▸ **Artikel**
◇ ◇ ◇ ◇ ◇

Toller Beruf – schlechtes Image?!
Warum haben soziale Berufe vermeintlich ein schlechtes Image – und wie können Fachschulen und Einrichtungen dem entgegenwirken? Darüber wurde am vergangenen Dienstag beim Fachtag „Zukunft der sozialen Berufe“ im Burkardushaus in Würzburg diskutiert.
Über den Fachkräftemangel, insbesondere im Bereich der Pflege und im sozialen Bereich, wird viel gesprochen. Doch das allein löst das Problem bekanntlich nicht. Deshalb haben sich die Robert-Kümmert-Akademie, der Verein für Menschen mit Körper- und Mehrfachbehinderung e. V., AWO Bezirksverband Unterfranken e. V. zusammengetan und den Fachtag organisiert: Ziel war es eine trägerübergreifende Kooperation zu starten und gemeinsam für die Region Unterfranken etwas zu arrangieren, um in den Austausch zu kommen und Lösungen zu entwickeln.

◇ ◇ ◇ ◇ ◇

▸ **Zeilenliste**
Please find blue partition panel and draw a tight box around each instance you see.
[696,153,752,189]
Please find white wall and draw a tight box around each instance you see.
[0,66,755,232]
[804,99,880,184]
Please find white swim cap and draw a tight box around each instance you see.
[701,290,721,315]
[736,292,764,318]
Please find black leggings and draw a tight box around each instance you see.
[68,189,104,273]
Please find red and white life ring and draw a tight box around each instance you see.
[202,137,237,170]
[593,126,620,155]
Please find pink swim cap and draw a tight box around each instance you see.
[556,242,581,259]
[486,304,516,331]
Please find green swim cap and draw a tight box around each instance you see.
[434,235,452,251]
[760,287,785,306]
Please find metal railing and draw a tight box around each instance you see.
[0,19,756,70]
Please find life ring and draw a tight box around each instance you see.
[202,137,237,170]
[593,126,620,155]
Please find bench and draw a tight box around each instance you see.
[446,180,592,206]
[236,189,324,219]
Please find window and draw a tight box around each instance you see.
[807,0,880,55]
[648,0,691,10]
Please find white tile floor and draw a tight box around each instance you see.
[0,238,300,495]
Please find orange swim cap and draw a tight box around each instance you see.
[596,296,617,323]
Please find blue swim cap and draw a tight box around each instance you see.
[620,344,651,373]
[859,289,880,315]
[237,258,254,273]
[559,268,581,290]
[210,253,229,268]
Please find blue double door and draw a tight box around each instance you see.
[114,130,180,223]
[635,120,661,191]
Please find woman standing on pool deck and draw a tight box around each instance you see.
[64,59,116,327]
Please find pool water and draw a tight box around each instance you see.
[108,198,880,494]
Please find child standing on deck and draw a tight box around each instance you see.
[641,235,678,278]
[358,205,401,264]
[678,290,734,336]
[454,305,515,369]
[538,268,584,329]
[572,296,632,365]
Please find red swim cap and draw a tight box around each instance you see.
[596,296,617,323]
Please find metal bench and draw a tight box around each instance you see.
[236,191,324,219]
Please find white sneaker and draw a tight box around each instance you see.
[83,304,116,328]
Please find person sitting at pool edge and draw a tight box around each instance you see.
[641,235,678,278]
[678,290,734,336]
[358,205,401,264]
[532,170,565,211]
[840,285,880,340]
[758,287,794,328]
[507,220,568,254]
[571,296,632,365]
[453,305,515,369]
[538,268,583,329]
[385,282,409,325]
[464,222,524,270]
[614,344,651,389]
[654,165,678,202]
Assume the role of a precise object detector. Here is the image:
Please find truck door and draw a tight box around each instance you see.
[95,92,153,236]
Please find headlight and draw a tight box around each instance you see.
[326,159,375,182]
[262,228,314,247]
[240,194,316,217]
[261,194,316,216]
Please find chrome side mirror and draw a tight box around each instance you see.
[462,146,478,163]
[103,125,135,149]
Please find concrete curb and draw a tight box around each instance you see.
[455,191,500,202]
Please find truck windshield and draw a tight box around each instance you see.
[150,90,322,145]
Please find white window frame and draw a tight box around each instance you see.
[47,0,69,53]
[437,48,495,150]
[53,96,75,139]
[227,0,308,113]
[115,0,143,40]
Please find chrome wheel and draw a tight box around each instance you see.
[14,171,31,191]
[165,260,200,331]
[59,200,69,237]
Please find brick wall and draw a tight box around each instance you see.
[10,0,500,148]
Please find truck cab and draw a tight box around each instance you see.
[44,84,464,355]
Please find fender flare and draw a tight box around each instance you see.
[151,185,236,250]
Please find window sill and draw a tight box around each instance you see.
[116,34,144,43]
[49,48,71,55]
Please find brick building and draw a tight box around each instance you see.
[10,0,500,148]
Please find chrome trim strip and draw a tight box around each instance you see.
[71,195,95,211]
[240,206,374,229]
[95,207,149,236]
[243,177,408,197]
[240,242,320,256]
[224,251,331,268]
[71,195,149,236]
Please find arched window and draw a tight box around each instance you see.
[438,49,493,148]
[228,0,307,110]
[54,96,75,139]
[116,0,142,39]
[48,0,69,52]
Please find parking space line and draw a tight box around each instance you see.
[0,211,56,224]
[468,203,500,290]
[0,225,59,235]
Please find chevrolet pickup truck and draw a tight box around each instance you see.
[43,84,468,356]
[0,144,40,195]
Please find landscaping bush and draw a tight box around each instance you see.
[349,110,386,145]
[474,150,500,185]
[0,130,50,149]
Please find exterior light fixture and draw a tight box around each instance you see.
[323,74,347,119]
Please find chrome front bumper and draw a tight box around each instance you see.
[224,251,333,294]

◇ ◇ ◇ ◇ ◇

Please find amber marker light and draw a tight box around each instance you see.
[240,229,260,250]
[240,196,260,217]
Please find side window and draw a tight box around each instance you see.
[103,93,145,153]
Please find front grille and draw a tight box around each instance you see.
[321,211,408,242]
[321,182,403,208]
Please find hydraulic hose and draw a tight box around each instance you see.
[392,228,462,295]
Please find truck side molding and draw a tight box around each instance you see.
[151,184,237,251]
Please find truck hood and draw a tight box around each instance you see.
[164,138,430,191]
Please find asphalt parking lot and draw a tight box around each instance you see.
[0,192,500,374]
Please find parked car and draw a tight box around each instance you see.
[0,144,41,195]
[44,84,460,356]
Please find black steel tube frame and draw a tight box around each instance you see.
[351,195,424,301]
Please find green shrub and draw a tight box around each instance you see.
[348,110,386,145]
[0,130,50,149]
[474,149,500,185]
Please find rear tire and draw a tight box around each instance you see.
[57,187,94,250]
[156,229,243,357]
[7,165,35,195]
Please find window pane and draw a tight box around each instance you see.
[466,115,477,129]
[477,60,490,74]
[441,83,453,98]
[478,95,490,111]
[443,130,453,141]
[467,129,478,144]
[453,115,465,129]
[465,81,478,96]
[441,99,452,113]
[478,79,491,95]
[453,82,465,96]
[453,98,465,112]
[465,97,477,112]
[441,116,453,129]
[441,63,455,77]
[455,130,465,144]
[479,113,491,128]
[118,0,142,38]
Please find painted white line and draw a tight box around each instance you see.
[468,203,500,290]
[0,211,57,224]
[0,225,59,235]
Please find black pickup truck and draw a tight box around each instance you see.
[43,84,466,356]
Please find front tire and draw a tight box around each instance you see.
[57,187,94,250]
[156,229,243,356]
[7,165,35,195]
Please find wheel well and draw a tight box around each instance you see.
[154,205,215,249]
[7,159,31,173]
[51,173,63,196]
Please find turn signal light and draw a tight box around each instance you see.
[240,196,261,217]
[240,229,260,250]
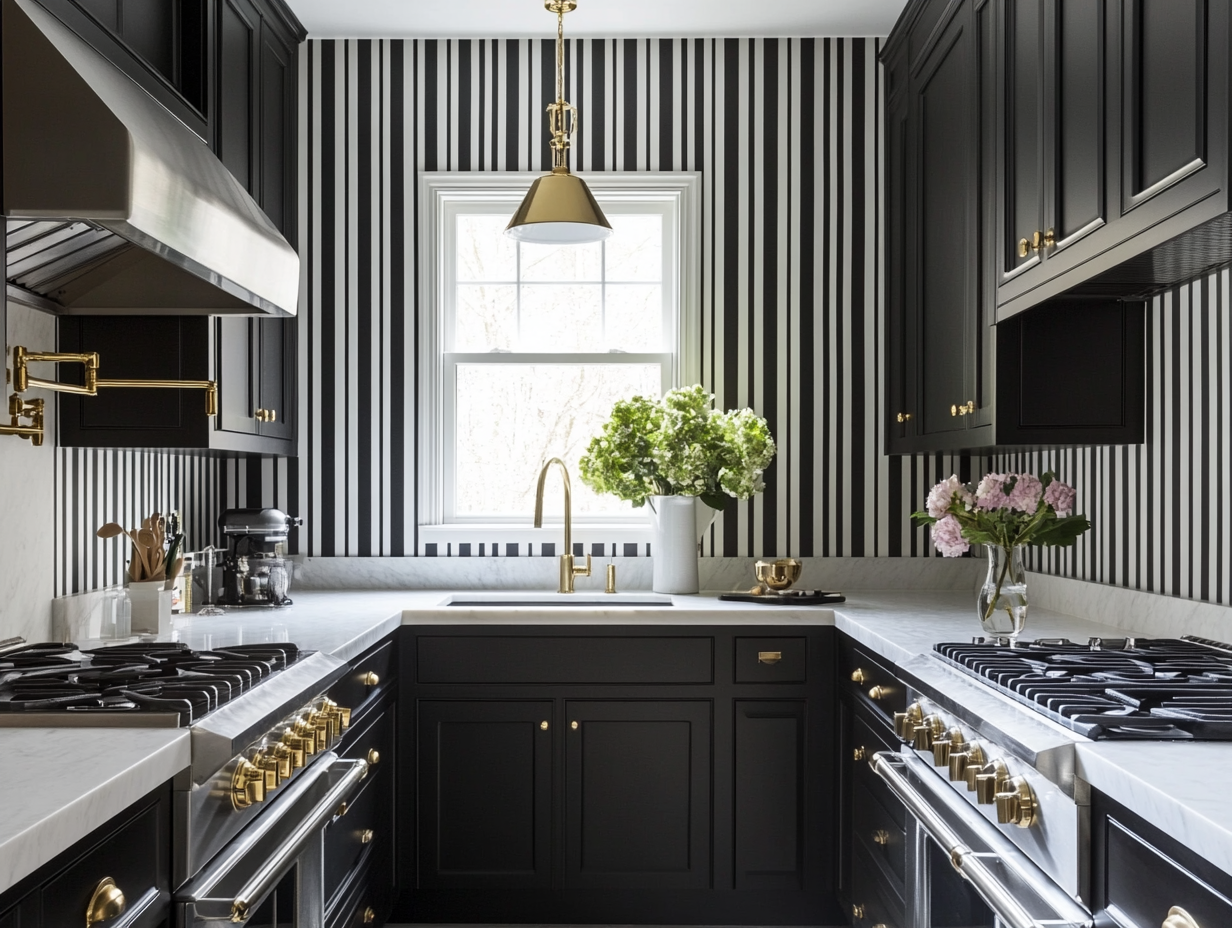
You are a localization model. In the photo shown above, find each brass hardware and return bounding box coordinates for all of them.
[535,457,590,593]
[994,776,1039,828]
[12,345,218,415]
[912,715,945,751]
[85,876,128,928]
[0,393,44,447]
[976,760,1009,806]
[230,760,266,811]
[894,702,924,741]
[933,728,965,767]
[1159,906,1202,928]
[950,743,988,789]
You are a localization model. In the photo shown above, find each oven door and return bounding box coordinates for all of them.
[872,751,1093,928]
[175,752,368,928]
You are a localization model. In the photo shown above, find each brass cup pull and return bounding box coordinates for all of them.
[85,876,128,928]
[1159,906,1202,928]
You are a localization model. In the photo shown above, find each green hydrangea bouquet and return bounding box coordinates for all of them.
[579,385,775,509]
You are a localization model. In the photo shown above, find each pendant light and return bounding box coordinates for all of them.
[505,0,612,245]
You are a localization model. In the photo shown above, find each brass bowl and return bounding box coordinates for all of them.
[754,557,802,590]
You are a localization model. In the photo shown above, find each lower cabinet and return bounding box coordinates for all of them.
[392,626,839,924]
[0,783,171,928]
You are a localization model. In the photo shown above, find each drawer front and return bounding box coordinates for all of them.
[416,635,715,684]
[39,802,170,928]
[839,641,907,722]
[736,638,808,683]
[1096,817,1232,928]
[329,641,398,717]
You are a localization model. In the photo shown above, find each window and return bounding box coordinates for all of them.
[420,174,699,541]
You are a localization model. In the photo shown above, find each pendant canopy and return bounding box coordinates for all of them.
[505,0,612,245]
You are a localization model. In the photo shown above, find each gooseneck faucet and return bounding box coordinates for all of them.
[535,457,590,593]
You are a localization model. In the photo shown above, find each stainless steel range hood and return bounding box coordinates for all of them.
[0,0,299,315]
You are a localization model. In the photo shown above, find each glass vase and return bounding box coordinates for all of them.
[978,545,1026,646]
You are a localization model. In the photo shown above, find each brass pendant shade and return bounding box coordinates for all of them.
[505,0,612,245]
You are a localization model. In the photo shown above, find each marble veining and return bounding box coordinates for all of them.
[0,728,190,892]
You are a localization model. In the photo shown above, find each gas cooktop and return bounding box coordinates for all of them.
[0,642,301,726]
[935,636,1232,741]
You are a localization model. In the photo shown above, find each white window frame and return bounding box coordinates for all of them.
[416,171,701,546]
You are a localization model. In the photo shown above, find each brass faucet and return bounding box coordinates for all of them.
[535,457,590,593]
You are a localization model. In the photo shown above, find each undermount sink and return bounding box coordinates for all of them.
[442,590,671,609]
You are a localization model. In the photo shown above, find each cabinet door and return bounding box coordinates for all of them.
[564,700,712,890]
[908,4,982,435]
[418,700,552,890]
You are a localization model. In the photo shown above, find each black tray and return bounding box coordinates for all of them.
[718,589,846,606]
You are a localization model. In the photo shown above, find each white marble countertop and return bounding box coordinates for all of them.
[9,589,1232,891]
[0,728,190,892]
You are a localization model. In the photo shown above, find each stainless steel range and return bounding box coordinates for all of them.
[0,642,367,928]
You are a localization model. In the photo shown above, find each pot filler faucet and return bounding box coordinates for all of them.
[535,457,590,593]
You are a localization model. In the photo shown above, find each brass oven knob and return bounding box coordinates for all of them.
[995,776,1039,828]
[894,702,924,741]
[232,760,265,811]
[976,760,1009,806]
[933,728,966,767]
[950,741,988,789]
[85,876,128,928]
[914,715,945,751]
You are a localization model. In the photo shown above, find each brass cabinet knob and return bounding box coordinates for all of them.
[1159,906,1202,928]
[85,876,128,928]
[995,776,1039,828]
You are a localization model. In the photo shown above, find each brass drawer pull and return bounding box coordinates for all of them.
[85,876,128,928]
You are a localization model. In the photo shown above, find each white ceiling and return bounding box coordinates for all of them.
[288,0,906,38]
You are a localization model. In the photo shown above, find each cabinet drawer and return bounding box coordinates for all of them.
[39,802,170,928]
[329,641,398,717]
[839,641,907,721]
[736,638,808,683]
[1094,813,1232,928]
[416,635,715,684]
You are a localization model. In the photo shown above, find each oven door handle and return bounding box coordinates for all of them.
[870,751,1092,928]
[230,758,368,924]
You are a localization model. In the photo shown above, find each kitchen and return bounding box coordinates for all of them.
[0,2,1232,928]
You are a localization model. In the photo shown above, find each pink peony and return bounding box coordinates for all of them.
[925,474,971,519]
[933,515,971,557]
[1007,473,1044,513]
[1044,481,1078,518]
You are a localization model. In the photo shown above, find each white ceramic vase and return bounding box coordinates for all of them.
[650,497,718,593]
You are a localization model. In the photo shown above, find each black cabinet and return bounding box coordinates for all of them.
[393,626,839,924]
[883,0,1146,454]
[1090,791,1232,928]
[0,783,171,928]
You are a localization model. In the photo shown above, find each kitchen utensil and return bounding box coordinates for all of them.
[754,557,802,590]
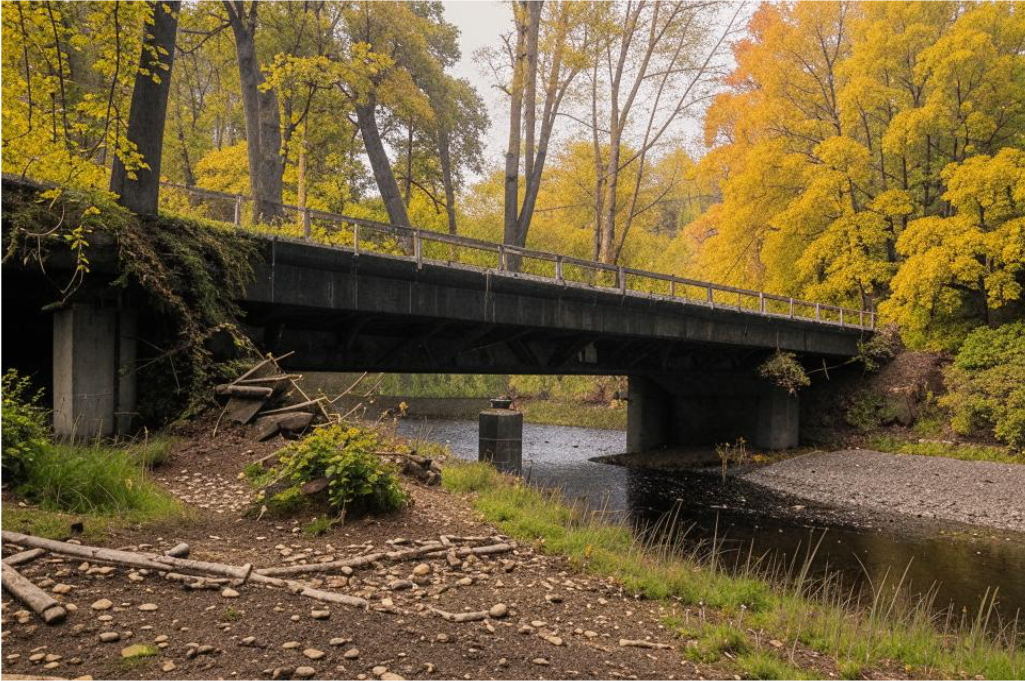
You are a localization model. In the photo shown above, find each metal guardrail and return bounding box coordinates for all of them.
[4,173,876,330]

◇ ◇ ◇ ◇ ◇

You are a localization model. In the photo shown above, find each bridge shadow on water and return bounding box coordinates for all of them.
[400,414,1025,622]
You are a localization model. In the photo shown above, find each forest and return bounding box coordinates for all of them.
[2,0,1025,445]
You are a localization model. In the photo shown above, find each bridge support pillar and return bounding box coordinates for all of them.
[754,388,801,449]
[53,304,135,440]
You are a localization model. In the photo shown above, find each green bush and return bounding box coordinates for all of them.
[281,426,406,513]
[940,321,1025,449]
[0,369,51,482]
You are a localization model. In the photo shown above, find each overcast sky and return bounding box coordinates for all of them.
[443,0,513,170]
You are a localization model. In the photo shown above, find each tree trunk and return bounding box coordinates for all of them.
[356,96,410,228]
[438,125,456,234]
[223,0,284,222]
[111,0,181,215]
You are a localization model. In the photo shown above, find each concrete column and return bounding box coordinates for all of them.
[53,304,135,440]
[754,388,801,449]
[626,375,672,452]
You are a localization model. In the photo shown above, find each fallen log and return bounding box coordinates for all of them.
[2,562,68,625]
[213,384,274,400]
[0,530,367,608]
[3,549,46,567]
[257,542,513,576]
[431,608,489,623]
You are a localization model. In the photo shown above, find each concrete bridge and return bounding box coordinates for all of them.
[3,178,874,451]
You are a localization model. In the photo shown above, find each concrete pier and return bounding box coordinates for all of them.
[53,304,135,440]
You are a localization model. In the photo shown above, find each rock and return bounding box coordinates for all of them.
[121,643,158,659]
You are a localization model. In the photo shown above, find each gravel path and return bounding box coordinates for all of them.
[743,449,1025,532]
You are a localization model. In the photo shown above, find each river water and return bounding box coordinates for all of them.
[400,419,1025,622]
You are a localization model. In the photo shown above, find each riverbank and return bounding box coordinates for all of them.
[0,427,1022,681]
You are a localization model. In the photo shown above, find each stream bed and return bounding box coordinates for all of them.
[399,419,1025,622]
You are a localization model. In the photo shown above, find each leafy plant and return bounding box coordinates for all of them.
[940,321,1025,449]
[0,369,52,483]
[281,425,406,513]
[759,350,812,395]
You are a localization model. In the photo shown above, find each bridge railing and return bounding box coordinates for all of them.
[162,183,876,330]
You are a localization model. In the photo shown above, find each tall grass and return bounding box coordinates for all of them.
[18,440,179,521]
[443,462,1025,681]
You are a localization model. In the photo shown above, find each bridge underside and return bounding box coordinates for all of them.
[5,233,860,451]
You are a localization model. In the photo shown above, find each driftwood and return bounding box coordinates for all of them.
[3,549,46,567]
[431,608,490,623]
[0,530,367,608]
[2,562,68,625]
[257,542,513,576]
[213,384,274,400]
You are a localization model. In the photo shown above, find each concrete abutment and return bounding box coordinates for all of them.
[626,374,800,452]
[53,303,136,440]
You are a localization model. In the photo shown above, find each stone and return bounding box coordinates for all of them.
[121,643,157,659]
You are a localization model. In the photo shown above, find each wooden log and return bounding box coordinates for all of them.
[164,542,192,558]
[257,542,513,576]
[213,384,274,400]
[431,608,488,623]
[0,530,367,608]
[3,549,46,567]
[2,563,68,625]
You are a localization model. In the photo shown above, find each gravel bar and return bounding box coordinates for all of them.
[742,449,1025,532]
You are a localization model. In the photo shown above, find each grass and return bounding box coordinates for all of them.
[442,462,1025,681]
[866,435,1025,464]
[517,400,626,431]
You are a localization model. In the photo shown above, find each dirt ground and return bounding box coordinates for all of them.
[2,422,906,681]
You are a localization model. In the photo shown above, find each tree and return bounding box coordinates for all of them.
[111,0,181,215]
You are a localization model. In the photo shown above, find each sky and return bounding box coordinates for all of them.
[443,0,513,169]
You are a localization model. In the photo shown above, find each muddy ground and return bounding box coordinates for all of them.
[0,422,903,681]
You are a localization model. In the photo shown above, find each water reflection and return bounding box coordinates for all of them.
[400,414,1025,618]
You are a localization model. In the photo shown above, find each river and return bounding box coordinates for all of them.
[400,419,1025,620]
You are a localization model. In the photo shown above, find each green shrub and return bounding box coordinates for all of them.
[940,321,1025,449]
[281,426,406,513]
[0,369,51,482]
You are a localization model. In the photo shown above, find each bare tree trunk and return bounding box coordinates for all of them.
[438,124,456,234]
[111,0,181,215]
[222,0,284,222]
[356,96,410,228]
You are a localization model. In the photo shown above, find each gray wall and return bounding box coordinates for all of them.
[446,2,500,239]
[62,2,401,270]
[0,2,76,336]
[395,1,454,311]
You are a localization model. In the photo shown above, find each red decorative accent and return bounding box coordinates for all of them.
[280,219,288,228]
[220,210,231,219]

◇ ◇ ◇ ◇ ◇

Gib die Stelle im Artikel von „Toller Beruf –“ bis „in Würzburg diskutiert.“ wortgetreu wieder.

▸ **Endergebnis**
Toller Beruf – schlechtes Image?!
Warum haben soziale Berufe vermeintlich ein schlechtes Image – und wie können Fachschulen und Einrichtungen dem entgegenwirken? Darüber wurde am vergangenen Dienstag beim Fachtag „Zukunft der sozialen Berufe“ im Burkardushaus in Würzburg diskutiert.